START Provided records

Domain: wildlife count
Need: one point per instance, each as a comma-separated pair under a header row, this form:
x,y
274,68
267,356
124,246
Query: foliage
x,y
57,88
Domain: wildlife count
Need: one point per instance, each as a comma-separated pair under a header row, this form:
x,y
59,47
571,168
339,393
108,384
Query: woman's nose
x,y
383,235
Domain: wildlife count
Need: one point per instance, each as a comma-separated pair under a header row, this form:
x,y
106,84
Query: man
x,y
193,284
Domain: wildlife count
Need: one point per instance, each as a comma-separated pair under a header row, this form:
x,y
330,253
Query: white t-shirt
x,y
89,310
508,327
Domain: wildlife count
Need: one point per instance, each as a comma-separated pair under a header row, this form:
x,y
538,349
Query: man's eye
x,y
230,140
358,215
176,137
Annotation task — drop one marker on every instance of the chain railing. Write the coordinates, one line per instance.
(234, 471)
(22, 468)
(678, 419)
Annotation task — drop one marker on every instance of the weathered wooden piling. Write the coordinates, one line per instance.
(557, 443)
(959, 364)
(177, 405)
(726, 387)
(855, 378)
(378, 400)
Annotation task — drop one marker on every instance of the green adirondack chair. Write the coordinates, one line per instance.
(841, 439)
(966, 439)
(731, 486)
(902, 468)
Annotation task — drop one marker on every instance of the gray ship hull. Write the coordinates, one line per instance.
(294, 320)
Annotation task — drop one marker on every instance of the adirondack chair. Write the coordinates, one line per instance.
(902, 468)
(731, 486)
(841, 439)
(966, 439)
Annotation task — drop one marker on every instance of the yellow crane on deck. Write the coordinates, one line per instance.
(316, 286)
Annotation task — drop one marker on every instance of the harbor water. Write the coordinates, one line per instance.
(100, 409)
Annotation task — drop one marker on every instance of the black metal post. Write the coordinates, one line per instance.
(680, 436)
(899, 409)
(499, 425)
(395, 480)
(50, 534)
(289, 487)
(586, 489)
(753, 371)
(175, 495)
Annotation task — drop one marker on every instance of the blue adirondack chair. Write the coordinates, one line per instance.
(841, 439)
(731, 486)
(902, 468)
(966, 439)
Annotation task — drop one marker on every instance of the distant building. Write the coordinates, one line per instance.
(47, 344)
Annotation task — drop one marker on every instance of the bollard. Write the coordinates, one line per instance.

END Provided records

*Task item*:
Please print out every entry again, exactly as it reads.

*Result of the exercise*:
Domain: wildlife count
Need: one point per instance, each as a comma-separated pair under a header row, this form:
x,y
274,68
267,356
124,246
Query: foliage
x,y
57,88
Domain: wildlife count
Need: one point per instance, each as a comma-separated pair under a header row, this form:
x,y
59,47
571,168
339,393
108,384
Query: woman's nose
x,y
383,235
Domain: wildlife count
Need: one point per instance, each as a comma-separated pair under a header row, this form:
x,y
106,84
Query: man
x,y
193,284
Domain: wildlife count
Need: one point per instance, each as a comma-separated pair under a header row, this form:
x,y
330,253
Query: white t-shirt
x,y
89,310
508,327
Domain: wildlife count
Need: one point per instance, each as a comma-separated pair under a header row, this form:
x,y
538,349
Query: man's eye
x,y
230,140
358,215
176,137
Annotation task — drop one marker on every instance of the chain railing. Write the coordinates, one line per instance.
(234, 471)
(22, 468)
(678, 419)
Annotation task — drop one marker on every instance of the weathered wooden piling. Write the coordinates, one line per instance.
(557, 443)
(959, 364)
(177, 405)
(726, 387)
(855, 378)
(378, 400)
Annotation task — drop one marker on every instance of the green adirondack chair. Write the coordinates, one line per instance.
(841, 439)
(966, 439)
(731, 486)
(902, 468)
Annotation task — drop one marker on every instance of the gray ship hull. Write the coordinates, one line per instance.
(294, 320)
Annotation task — drop one marker on every instance of the adirondack chair. Write the coordinates, one line per instance.
(902, 468)
(731, 486)
(841, 439)
(966, 439)
Annotation task — drop one marker on every instance of the yellow crane on deck. Write the coordinates, one line per instance.
(316, 286)
Annotation task — drop one marker on every instance of the harbor water. Write the coordinates, one line per instance.
(100, 409)
Annotation task — drop one marker on every instance of the black metal post. Write the coordinates, one line per instance.
(680, 436)
(899, 409)
(499, 425)
(395, 480)
(50, 534)
(289, 487)
(586, 489)
(753, 371)
(175, 495)
Annotation task — drop one marker on every instance of the blue adirondack chair. Write the coordinates, one line per instance.
(841, 439)
(731, 486)
(902, 468)
(966, 439)
Annotation task — drop one marker on every instance of the distant building. Write the coordinates, one line per instance.
(47, 344)
Annotation task — drop one marker on every instance of the bollard. Write the coordinates, one line per instance.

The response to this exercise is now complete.